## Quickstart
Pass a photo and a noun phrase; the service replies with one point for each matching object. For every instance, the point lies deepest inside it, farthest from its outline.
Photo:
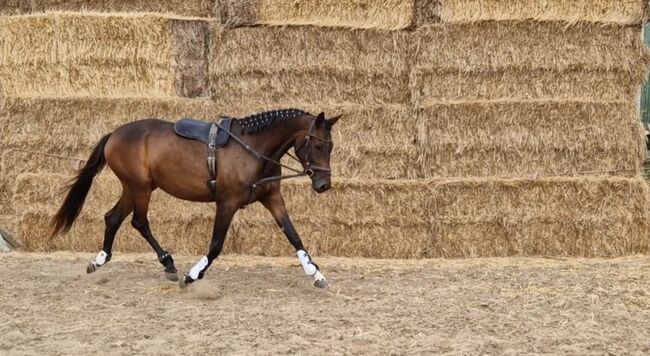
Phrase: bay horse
(148, 154)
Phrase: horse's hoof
(321, 283)
(172, 276)
(91, 267)
(184, 281)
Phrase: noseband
(309, 169)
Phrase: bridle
(309, 169)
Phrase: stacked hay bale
(472, 127)
(78, 76)
(539, 100)
(518, 134)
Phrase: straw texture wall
(381, 14)
(307, 66)
(69, 54)
(436, 218)
(192, 8)
(471, 128)
(450, 11)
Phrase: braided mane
(258, 122)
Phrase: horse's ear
(330, 122)
(320, 120)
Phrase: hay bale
(494, 46)
(460, 218)
(190, 57)
(370, 142)
(452, 11)
(13, 163)
(72, 126)
(430, 86)
(528, 138)
(15, 7)
(53, 126)
(427, 12)
(185, 227)
(403, 219)
(45, 192)
(384, 14)
(77, 55)
(193, 8)
(305, 66)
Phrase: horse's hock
(472, 128)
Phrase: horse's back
(148, 153)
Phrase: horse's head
(314, 150)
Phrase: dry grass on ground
(259, 305)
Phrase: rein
(309, 169)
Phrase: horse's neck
(275, 142)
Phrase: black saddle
(200, 130)
(210, 134)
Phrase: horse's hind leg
(141, 223)
(113, 220)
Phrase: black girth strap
(212, 157)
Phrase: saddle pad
(200, 130)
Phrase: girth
(215, 135)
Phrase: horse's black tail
(78, 189)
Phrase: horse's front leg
(221, 225)
(275, 204)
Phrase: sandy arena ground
(252, 305)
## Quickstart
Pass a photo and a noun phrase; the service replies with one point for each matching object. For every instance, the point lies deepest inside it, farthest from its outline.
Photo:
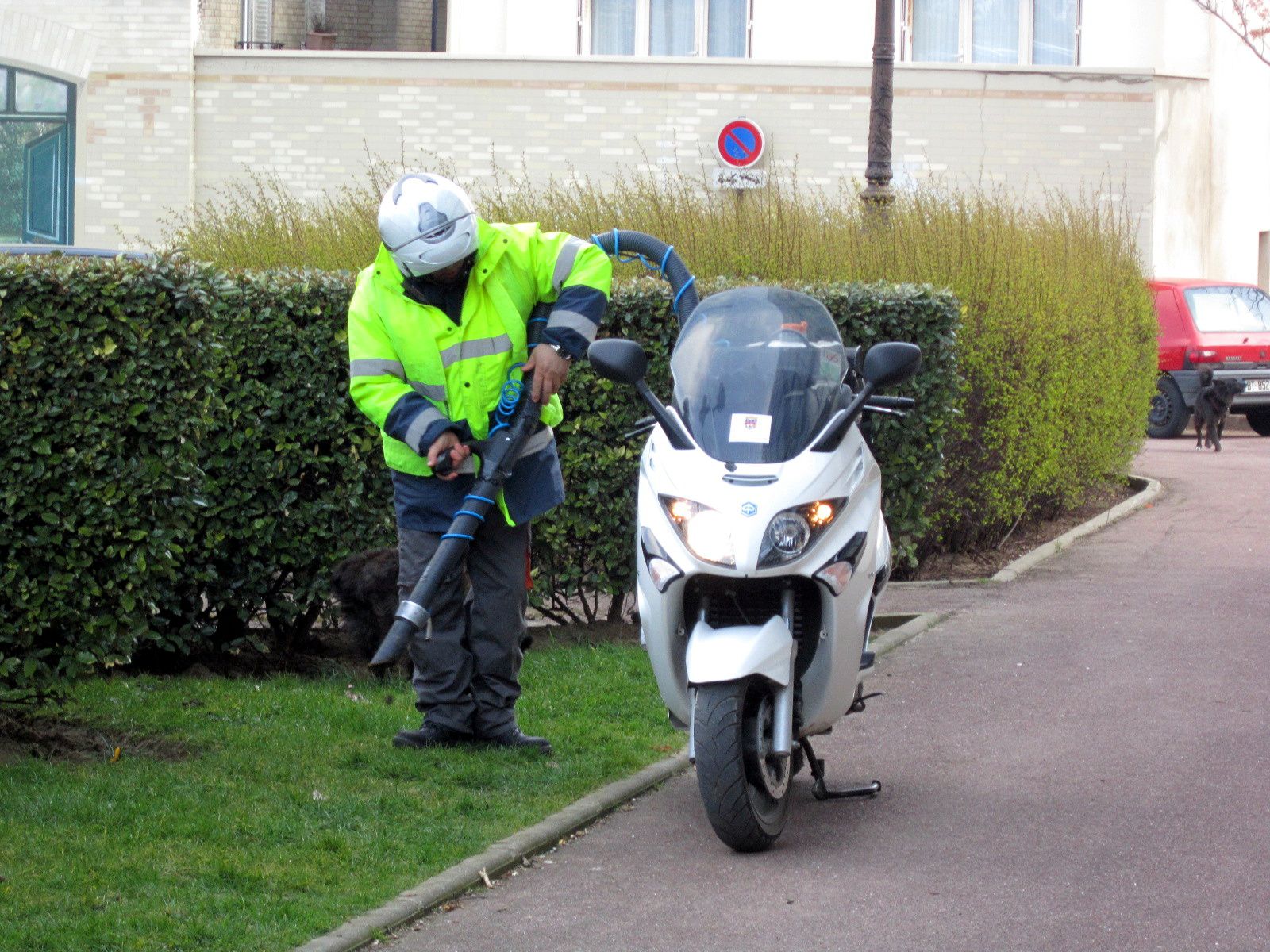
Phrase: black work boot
(431, 735)
(514, 736)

┄┄┄┄┄┄┄┄┄┄┄┄┄┄┄┄┄┄┄┄

__PROBLEM TO WORK ON__:
Rewrite all of the lines above, phrases included, shifting every point coordinate by adding 22 to each number. Leave the pictures out of your answer.

__RESULT__:
## Quickstart
Pass a photo and a noun phrase; the service replies with one point for each matching object. For every instance, the point lies deepest inside it, farthest from its outline.
Photo:
Phrase: bay horse
(170, 176)
Phrase: horse's hoof
(343, 305)
(194, 298)
(113, 289)
(206, 303)
Phrase: noseband
(331, 191)
Phrase: bridle
(331, 191)
Phrase: stacked hay bale
(494, 149)
(100, 98)
(561, 122)
(540, 156)
Phrase: straw texture wall
(403, 36)
(329, 88)
(91, 76)
(458, 240)
(214, 30)
(493, 150)
(472, 33)
Phrase: braided mane
(280, 144)
Phrase: horse's ear
(352, 144)
(342, 142)
Phrase: hay bale
(516, 68)
(482, 240)
(212, 79)
(392, 164)
(474, 33)
(35, 185)
(94, 148)
(452, 108)
(550, 160)
(37, 29)
(75, 148)
(449, 34)
(207, 249)
(425, 241)
(67, 214)
(406, 36)
(99, 77)
(215, 30)
(327, 88)
Phrase: horse's hock
(494, 150)
Phrase: horse's back
(170, 175)
Phrase: horse's head
(336, 172)
Phrase: dry grass on ground
(281, 327)
Phrase: rein
(331, 191)
Phrase: horse's neck
(297, 164)
Phrase: black saddle
(222, 152)
(232, 156)
Phrase: horse's hind leg
(163, 245)
(135, 242)
Phrase: black girth strap
(234, 179)
Phrase: saddle pad
(222, 152)
Phrase: girth
(237, 157)
Phrase: horse's black tail
(100, 211)
Phrase: horse's front leg
(243, 247)
(297, 226)
Phrase: sandy arena ground
(274, 327)
## Quickstart
Pass a photo and a noun phrase; the service replies with one point for each matching object. For every instance, the point lies deepest inside it, farthest from its outline.
Photo:
Phrase: black work boot
(453, 757)
(536, 758)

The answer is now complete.